TASK OBJECTIVE = In the listing below, rewrite the lines from the one containing "Target: peeling paint on hull" to the one containing "x=352, y=196" as a Markdown table with the columns Row and Line, both of those lines included and blank lines dropped. Leave the pictures out of the table.

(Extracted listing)
— start —

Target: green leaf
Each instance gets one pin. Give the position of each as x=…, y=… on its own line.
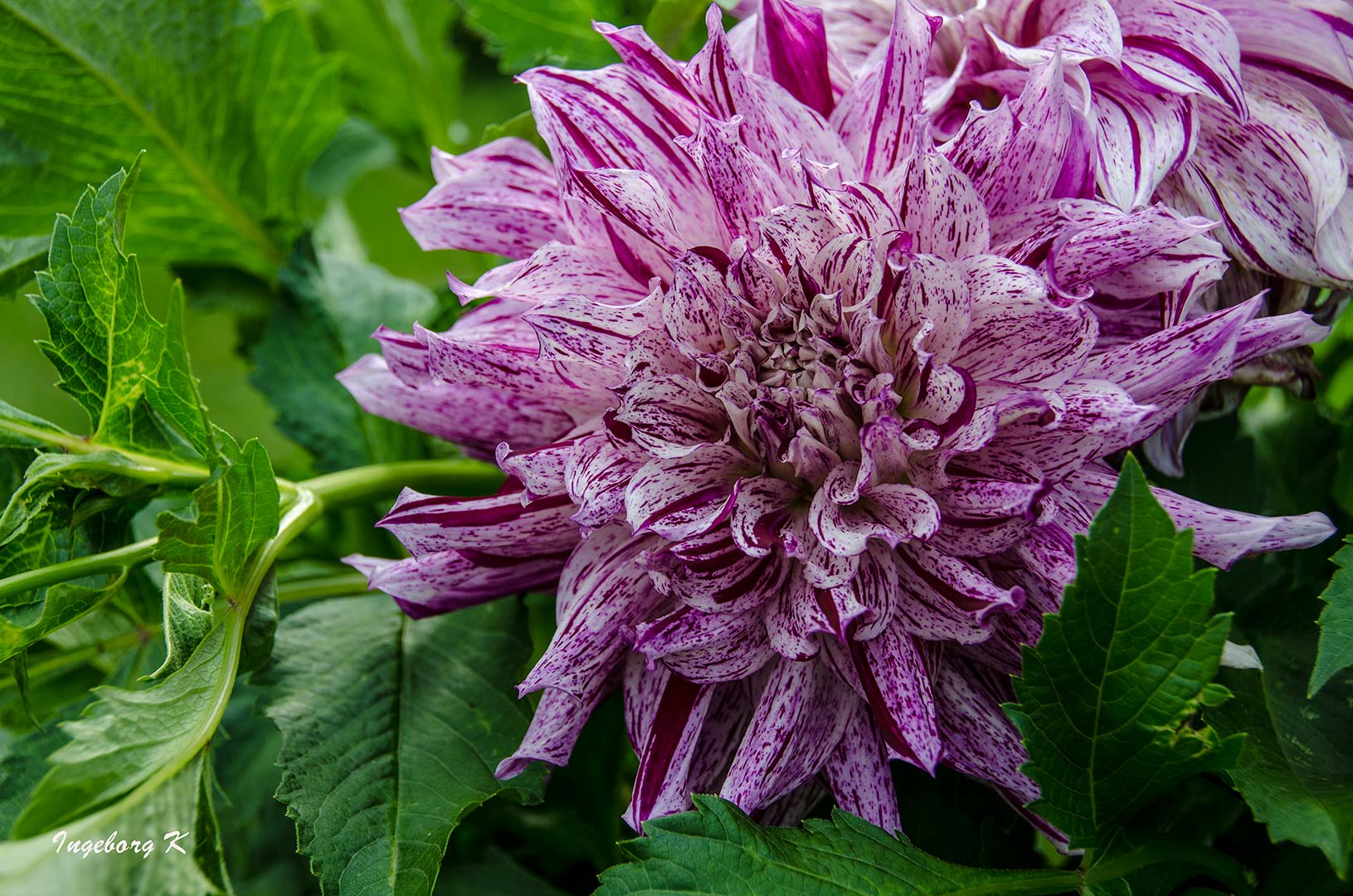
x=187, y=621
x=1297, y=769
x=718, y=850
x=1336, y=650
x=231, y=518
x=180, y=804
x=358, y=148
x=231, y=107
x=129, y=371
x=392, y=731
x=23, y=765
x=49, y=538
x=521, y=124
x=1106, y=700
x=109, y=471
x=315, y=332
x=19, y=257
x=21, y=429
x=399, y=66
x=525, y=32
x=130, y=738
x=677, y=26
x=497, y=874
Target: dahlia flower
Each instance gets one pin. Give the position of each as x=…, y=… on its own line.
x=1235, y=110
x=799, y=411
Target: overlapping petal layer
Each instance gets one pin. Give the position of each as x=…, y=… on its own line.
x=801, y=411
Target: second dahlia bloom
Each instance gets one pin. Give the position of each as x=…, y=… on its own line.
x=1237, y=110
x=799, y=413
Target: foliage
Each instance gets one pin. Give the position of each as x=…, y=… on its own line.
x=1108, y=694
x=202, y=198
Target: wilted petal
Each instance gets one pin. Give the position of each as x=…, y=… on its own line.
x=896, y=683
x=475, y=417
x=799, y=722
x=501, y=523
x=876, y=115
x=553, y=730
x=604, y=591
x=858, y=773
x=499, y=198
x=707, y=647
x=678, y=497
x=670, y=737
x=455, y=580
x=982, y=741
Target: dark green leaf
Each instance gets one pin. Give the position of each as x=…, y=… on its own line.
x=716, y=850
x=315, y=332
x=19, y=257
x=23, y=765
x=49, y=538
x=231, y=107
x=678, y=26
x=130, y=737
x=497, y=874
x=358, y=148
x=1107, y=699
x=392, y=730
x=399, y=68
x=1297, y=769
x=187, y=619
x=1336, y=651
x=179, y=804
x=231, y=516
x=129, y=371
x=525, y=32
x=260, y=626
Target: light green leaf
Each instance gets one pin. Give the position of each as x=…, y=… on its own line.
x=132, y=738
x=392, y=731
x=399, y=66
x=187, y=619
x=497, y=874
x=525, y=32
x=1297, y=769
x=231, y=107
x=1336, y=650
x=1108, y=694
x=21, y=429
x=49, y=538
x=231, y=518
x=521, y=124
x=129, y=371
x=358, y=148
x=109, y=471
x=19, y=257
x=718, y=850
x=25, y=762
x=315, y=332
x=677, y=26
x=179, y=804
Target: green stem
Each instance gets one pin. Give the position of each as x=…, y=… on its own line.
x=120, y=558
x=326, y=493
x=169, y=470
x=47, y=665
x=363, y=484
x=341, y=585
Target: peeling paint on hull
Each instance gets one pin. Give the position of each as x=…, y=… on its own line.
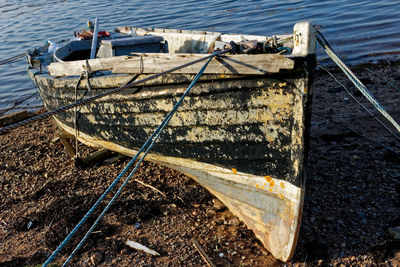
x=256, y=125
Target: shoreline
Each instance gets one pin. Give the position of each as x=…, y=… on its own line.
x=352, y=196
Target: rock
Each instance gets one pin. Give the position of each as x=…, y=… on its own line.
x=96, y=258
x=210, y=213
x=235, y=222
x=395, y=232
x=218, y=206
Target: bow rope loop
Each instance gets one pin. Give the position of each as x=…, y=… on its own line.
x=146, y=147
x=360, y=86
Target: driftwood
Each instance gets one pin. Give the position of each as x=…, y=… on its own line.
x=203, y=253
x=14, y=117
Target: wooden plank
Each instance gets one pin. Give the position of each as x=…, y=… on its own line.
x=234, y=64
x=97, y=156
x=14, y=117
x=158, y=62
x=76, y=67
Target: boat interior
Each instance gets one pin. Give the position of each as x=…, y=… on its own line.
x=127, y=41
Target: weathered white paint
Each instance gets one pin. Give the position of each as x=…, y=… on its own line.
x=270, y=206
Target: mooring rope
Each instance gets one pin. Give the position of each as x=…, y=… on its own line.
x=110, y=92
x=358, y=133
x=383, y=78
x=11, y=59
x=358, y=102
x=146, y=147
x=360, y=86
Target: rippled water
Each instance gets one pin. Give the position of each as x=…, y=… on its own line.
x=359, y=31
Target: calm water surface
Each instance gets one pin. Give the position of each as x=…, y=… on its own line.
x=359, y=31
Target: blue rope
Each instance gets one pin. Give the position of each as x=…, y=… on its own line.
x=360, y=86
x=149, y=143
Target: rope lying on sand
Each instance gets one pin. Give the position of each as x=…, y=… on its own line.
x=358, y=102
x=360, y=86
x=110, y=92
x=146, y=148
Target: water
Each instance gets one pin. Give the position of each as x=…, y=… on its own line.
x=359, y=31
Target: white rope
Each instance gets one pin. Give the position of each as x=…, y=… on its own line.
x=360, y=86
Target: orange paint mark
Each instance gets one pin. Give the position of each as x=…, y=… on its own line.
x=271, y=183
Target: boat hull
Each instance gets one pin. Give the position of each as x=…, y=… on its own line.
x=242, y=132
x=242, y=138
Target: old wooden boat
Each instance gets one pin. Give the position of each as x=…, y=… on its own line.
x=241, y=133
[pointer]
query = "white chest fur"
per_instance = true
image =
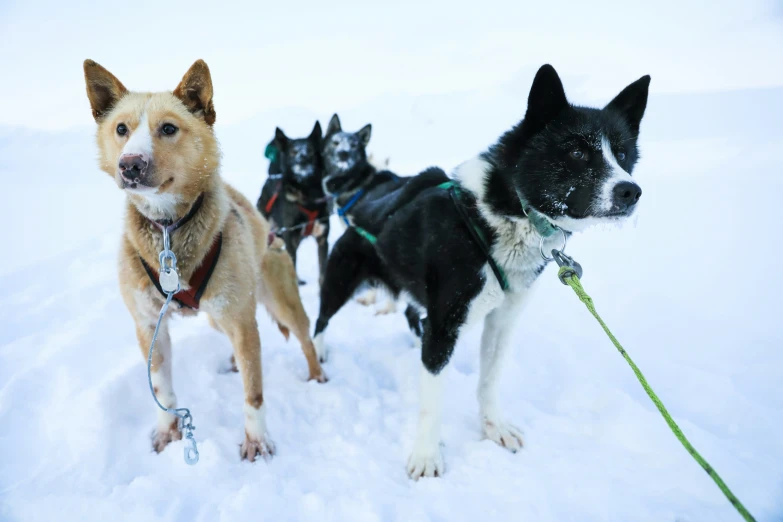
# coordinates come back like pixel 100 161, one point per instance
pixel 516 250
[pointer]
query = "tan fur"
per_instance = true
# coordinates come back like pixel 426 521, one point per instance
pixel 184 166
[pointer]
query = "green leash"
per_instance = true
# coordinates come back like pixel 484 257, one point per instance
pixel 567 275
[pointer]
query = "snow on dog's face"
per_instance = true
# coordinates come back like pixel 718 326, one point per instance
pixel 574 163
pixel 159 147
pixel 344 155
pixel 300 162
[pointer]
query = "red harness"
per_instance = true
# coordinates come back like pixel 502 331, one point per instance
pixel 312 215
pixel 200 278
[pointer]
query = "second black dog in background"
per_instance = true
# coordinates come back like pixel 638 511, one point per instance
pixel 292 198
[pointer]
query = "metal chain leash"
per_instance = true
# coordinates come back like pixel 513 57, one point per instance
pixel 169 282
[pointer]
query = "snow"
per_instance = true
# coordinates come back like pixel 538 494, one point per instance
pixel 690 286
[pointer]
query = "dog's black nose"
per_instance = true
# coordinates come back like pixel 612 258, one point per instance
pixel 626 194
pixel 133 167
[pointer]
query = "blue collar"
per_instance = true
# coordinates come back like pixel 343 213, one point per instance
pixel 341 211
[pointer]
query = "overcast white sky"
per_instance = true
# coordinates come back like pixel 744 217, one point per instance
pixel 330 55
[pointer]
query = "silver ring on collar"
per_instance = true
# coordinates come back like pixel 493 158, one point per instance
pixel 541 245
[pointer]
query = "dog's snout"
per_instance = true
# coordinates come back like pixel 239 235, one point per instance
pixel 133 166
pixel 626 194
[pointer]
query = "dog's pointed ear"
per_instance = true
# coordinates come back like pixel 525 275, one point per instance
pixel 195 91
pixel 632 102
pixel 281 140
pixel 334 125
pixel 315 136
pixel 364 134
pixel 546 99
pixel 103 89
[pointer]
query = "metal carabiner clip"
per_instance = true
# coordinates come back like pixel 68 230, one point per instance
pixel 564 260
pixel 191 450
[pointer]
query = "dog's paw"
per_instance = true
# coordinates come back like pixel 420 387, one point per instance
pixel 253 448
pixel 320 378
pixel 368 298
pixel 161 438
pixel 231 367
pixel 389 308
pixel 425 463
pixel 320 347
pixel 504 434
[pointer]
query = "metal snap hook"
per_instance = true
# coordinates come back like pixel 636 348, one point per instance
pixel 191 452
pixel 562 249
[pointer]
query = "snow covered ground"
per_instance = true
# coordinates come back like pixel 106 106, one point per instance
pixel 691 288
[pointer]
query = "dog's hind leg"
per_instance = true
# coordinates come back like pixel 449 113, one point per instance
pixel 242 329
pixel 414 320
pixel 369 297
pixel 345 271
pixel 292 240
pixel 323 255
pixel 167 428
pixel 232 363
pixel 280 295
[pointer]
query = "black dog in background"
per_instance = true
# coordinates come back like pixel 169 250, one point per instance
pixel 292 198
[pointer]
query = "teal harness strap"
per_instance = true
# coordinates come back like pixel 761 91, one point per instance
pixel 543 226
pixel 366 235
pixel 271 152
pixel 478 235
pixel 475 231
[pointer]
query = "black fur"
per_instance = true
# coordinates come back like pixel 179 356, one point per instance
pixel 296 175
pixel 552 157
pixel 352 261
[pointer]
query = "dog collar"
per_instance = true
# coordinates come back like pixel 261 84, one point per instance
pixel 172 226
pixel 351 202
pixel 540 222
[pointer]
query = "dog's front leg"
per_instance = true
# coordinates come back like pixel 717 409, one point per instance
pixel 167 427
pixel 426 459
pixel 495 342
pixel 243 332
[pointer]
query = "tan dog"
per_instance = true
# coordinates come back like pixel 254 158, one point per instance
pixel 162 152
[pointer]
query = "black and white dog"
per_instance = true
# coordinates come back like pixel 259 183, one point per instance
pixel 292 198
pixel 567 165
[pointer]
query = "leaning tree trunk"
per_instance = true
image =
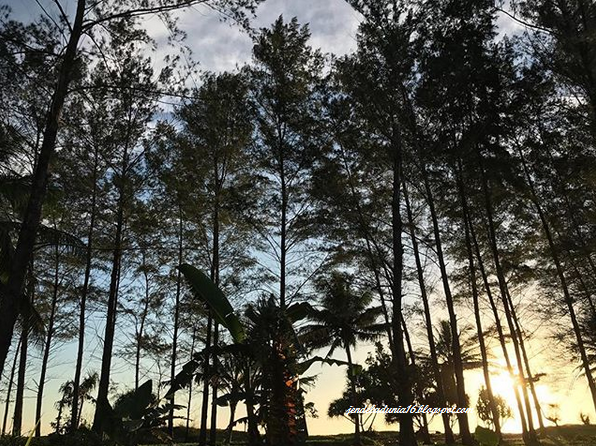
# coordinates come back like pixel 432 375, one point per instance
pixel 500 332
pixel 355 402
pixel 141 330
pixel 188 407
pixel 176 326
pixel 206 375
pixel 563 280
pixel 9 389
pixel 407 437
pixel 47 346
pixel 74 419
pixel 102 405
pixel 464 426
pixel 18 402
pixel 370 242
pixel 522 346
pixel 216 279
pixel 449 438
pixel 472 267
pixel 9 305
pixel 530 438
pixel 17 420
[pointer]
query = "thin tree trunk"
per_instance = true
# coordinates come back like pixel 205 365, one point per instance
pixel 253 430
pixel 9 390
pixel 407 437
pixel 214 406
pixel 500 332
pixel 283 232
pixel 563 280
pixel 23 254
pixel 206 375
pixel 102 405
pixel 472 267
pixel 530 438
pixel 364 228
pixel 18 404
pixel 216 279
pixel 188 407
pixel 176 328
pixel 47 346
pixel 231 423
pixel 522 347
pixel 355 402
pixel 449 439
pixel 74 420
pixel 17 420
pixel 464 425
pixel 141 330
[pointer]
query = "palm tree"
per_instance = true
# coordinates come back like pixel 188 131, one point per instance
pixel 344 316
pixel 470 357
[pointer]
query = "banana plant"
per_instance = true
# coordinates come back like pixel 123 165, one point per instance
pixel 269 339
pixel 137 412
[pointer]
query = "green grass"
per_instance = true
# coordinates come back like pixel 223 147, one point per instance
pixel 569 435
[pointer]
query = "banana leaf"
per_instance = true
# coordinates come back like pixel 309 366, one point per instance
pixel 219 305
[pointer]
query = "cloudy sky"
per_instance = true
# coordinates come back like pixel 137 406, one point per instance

— end —

WRITTEN ANSWER =
| Row | Line |
|---|---|
| 1 | Target: peeling paint on hull |
| 2 | Each instance gets one pin. Give the position of each as x=…, y=… on its own line. |
| 3 | x=256, y=125 |
| 4 | Target: shoreline |
| 5 | Each instance gets one pin. Give the position of each as x=…, y=… on its own line. |
| 6 | x=352, y=196 |